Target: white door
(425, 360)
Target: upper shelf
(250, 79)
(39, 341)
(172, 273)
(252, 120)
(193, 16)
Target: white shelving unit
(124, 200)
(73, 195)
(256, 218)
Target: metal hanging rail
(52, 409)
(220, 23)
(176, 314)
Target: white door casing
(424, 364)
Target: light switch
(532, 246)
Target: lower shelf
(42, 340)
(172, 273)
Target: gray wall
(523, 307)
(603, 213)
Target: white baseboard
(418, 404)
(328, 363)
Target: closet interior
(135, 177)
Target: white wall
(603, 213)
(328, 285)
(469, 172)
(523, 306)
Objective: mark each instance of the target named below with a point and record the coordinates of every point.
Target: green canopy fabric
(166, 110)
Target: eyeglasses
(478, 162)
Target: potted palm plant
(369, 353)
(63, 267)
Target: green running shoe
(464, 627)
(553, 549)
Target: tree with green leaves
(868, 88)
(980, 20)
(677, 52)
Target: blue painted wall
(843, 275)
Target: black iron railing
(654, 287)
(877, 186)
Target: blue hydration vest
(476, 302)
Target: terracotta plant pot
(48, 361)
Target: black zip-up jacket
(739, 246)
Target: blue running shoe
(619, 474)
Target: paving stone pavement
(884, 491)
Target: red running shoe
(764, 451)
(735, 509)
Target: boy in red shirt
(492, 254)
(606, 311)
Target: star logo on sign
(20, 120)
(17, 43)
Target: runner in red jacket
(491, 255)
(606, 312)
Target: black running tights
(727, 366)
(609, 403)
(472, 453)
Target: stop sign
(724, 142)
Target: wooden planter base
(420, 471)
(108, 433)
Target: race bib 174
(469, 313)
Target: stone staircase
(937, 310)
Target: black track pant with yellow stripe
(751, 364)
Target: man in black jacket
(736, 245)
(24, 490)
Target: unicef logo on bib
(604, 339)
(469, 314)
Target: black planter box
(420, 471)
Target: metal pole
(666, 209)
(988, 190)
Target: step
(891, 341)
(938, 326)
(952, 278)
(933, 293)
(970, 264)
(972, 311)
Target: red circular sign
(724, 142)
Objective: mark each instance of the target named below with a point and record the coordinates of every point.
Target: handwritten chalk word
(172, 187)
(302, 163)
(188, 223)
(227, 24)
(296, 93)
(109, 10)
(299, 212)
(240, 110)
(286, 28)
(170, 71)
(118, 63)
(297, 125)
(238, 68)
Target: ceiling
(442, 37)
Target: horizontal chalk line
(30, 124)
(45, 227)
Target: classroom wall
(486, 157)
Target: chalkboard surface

:::

__Exercise description__: Reproduce all of the records above verbatim, keeping every line unchanged and in its original order.

__Reply__:
Target: white door
(425, 360)
Target: upper shelf
(250, 79)
(39, 341)
(172, 273)
(252, 120)
(193, 16)
Target: white shelving unit
(124, 200)
(73, 195)
(256, 218)
Target: metal hanging rail
(52, 409)
(220, 23)
(176, 314)
Target: white door casing
(424, 364)
Target: light switch
(532, 246)
Target: lower shelf
(42, 340)
(172, 273)
Target: gray wall
(523, 307)
(603, 213)
Target: white baseboard
(418, 404)
(328, 363)
Target: closet interior
(135, 177)
Target: white wall
(603, 213)
(328, 285)
(469, 172)
(523, 306)
Objective: mark each instance of the target named below with a point and record the coordinates of every point.
Target: green canopy fabric
(166, 110)
Target: eyeglasses
(478, 162)
Target: potted palm plant
(369, 353)
(63, 267)
Target: green running shoe
(464, 627)
(553, 549)
Target: tree with green leaves
(868, 88)
(980, 20)
(677, 52)
Target: blue painted wall
(843, 275)
Target: black iron railing
(654, 287)
(877, 186)
Target: blue hydration vest
(476, 302)
Target: terracotta plant pot
(48, 361)
Target: black zip-up jacket
(739, 246)
Target: blue running shoe
(619, 474)
Target: paving stone pavement
(884, 491)
Target: red running shoe
(764, 451)
(735, 509)
Target: boy in red shirt
(492, 254)
(606, 311)
Target: star logo on sign
(20, 120)
(17, 43)
Target: runner in red jacket
(491, 255)
(606, 312)
Target: black running tights
(727, 366)
(609, 403)
(472, 453)
Target: stop sign
(724, 142)
Target: wooden planter base
(420, 471)
(108, 433)
Target: race bib 174
(469, 313)
Target: stone staircase
(937, 310)
Target: black track pant with yellow stripe
(751, 364)
Target: man in black jacket
(736, 245)
(24, 490)
Target: unicef logo on bib
(604, 339)
(469, 314)
Target: black planter box
(420, 471)
Target: metal pole
(666, 209)
(988, 190)
Target: step
(891, 341)
(938, 326)
(952, 278)
(933, 293)
(970, 264)
(972, 311)
Target: red circular sign
(724, 142)
Objective: mark each instance of the target named below with a point and record the coordinates of every point.
Target: handwritten chalk word
(172, 187)
(302, 163)
(188, 223)
(227, 24)
(296, 93)
(109, 10)
(299, 212)
(240, 110)
(286, 28)
(170, 71)
(118, 63)
(297, 125)
(238, 68)
Target: ceiling
(442, 37)
Target: horizontal chalk line
(30, 124)
(45, 227)
Target: classroom wall
(486, 157)
Target: chalkboard surface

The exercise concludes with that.